DATA LISTING:
########
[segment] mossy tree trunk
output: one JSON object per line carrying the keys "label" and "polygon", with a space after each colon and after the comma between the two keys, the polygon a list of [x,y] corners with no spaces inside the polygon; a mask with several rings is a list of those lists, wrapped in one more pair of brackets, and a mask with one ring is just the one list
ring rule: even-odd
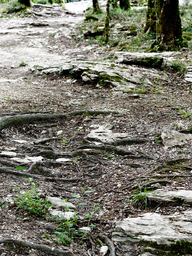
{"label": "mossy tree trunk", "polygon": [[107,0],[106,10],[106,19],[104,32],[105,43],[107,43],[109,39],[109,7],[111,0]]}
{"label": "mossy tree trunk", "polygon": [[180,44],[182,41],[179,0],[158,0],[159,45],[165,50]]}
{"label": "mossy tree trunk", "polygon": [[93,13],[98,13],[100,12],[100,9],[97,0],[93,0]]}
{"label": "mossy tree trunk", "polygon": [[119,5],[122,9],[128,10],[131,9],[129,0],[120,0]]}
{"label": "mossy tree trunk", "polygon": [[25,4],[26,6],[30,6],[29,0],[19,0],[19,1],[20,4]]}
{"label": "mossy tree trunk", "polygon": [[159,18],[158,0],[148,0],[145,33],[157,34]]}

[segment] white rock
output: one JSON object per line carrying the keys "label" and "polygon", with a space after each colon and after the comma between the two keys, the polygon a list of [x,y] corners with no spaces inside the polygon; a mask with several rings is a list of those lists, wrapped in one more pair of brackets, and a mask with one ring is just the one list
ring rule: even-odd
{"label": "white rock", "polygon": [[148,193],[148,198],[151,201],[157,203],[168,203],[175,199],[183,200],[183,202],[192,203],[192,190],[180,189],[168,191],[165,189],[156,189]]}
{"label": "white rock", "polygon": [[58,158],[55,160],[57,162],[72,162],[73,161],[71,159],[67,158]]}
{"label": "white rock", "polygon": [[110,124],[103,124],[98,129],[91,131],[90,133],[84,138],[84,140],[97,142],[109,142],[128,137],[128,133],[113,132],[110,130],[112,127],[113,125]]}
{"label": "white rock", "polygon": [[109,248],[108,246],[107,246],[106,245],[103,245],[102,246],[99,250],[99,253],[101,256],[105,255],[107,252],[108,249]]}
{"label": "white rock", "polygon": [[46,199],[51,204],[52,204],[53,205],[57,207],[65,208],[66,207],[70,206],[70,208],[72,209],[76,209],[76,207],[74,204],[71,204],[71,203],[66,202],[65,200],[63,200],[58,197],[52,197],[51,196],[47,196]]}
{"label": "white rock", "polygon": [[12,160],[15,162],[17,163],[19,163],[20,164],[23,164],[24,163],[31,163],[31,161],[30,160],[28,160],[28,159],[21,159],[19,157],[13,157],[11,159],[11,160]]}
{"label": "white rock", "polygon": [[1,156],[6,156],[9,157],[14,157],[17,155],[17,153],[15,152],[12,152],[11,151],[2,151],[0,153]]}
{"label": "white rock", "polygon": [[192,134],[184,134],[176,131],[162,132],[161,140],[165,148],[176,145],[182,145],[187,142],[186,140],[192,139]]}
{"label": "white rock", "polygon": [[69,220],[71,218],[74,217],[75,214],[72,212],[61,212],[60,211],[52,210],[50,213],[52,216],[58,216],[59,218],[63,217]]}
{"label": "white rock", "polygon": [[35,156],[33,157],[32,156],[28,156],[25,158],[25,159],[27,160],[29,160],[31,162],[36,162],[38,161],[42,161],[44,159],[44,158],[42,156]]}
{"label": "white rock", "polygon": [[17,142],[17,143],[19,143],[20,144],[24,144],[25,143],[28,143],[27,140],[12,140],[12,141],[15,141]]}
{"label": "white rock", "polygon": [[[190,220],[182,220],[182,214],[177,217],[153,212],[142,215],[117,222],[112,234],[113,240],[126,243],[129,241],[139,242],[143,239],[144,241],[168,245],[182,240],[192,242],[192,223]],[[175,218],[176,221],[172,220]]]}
########
REQUIRED WORK: Filter the entries above down to the lines that contain the string "segment", and copy each matching line. The match is case-sensitive.

FULL RESPONSE:
[segment] mossy tree trunk
[segment] white rock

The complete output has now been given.